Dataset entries
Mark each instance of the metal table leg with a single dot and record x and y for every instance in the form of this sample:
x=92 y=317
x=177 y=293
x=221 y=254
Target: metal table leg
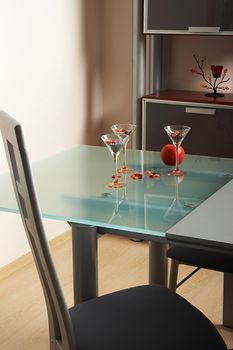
x=158 y=263
x=85 y=268
x=228 y=300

Written task: Write out the material above line for line, leaving out the pictures.

Solution to the exercise:
Mark each instance of the metal table leg with a single dot and record x and y for every instance in the form of this sample:
x=92 y=317
x=177 y=293
x=221 y=254
Target: metal table leg
x=158 y=263
x=85 y=268
x=228 y=300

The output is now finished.